[Records contained in a dataset]
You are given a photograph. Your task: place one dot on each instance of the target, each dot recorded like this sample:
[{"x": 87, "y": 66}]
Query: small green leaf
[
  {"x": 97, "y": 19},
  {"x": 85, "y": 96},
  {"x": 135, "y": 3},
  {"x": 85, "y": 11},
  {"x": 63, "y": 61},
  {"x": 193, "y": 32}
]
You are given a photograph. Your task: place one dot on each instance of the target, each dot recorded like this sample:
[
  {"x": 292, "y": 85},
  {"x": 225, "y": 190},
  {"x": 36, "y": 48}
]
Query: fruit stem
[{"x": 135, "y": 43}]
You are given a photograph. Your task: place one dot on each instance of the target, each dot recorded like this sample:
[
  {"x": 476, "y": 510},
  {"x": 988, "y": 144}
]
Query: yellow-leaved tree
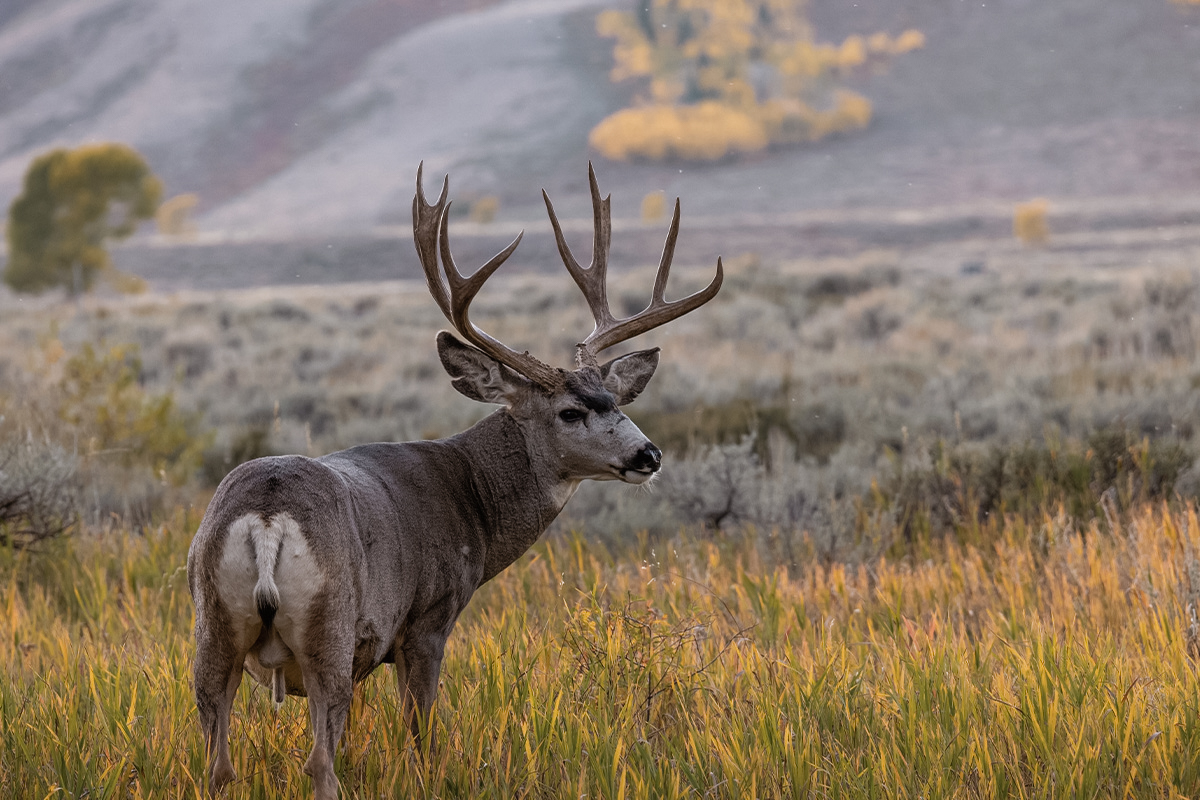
[
  {"x": 73, "y": 202},
  {"x": 723, "y": 77}
]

▶ ACTIVITY:
Please reproduce every entry above exactly, but leave out the pictures.

▶ SOLUTION TO THIS PROBLEM:
You are given a photograph. Your task: place one dot on each instance of the target, each dot recorded like this sample:
[{"x": 87, "y": 66}]
Query: small green leaf
[
  {"x": 97, "y": 19},
  {"x": 85, "y": 96},
  {"x": 135, "y": 3},
  {"x": 85, "y": 11},
  {"x": 63, "y": 61},
  {"x": 193, "y": 32}
]
You are given a photograph. Your task: place one dot on each instance of the target, each dot recorded like this sample:
[
  {"x": 292, "y": 85},
  {"x": 225, "y": 190},
  {"x": 36, "y": 48}
]
Query: fruit stem
[{"x": 135, "y": 43}]
You are given a photograph. Your task: place one dot on each instance of the target, each dot recorded like this sample:
[
  {"x": 476, "y": 510},
  {"x": 988, "y": 144}
]
Query: yellow-leaved tree
[
  {"x": 73, "y": 202},
  {"x": 723, "y": 77}
]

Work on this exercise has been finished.